▶ **Set problem**
Reproduce word for word the part of the passage about the CIA and Allende that starts with "I should hope" and goes on through "them. So what?".

▶ **Selection**
— begin —
I should hope the CIA knew. That's its job. But knowing about something isn't the same as being the one doing it. The US had toyed with the idea of a coup, but decided against it. In fact the declassified documentary evidence confirms that the CIA wasn't involved in the coup.

The "National Security Archive" (which is an activist group, not an official government repository) always puts a leftist, sensationalist, anti-American spin on things. Of course the US opposed Allende. He was a Marxist **itbag. It also opposes Kim Jong Un, Hugo Chavez, and lots of other world leaders. Other governments often oppose the US government. Lots of people around the world openly criticize certain US politicians and join or fund efforts to defeat them. So what?
— end —
▶ **Given entries**
— begin —
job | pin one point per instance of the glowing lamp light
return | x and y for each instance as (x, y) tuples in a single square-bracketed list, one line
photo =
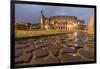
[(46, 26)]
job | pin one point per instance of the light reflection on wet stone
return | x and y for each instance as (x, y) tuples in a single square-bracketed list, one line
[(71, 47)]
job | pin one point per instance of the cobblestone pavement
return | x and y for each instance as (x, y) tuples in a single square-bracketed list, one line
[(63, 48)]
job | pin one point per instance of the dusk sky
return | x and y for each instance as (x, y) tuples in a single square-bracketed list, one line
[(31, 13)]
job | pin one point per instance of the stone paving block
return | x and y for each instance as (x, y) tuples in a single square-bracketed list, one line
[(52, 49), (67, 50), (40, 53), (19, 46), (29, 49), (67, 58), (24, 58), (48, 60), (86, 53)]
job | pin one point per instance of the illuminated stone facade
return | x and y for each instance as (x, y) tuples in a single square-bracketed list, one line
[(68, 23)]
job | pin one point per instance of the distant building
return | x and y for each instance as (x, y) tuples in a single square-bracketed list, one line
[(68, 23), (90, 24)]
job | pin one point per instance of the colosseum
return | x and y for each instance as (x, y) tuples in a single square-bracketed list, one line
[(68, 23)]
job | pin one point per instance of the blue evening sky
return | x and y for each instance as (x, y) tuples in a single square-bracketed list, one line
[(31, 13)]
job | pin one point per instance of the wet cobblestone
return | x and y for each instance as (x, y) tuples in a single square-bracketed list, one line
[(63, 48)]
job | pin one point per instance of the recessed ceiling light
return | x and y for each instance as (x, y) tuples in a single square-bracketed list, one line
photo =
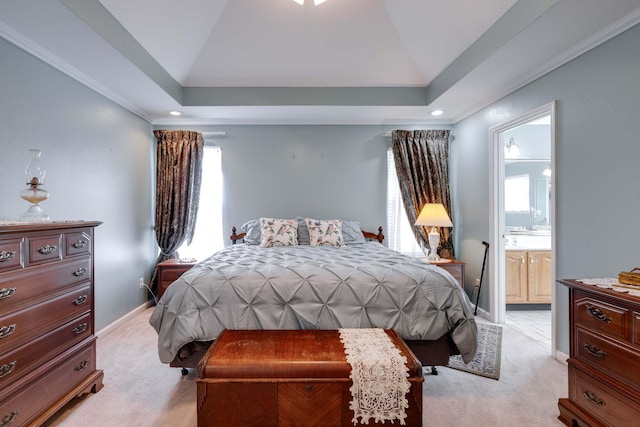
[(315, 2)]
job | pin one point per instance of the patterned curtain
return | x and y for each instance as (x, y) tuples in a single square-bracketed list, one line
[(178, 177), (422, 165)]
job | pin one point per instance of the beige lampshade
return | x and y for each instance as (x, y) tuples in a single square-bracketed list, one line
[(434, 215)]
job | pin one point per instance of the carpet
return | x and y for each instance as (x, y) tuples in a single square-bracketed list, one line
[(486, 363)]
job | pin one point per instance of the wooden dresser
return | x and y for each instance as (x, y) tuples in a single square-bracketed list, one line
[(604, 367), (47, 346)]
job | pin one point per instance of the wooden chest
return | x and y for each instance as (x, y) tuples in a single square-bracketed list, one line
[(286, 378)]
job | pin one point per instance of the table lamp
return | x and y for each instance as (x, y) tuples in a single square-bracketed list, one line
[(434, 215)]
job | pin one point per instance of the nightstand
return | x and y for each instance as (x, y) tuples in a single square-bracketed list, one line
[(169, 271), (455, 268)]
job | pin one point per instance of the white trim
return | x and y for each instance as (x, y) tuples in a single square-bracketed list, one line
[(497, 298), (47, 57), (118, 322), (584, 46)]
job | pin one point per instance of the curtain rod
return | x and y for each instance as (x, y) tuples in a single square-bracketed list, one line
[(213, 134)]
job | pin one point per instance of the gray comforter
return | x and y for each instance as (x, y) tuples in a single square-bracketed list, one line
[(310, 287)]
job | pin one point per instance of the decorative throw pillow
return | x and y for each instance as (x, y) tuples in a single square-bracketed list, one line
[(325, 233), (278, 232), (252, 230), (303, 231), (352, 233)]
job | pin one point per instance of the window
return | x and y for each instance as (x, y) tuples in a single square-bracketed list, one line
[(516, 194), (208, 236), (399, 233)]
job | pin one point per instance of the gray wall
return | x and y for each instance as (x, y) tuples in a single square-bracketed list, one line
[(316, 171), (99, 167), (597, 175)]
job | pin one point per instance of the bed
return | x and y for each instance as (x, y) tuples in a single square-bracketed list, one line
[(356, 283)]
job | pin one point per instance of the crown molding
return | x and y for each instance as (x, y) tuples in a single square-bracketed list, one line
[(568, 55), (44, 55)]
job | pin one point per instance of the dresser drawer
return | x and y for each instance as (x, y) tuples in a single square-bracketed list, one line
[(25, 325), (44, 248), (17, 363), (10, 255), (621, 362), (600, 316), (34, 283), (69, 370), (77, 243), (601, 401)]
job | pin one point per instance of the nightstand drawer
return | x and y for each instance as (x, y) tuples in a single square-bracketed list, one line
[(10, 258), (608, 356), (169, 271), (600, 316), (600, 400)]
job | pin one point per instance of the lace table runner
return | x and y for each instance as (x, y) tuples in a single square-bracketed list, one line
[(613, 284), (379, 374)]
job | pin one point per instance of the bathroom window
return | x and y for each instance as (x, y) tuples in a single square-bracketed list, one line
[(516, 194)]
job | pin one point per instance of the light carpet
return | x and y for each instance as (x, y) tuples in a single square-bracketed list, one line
— end —
▶ **Written solution**
I should hope the CIA knew. That's its job. But knowing about something isn't the same as being the one doing it. The US had toyed with the idea of a coup, but decided against it. In fact the declassified documentary evidence confirms that the CIA wasn't involved in the coup.

The "National Security Archive" (which is an activist group, not an official government repository) always puts a leftist, sensationalist, anti-American spin on things. Of course the US opposed Allende. He was a Marxist **itbag. It also opposes Kim Jong Un, Hugo Chavez, and lots of other world leaders. Other governments often oppose the US government. Lots of people around the world openly criticize certain US politicians and join or fund efforts to defeat them. So what?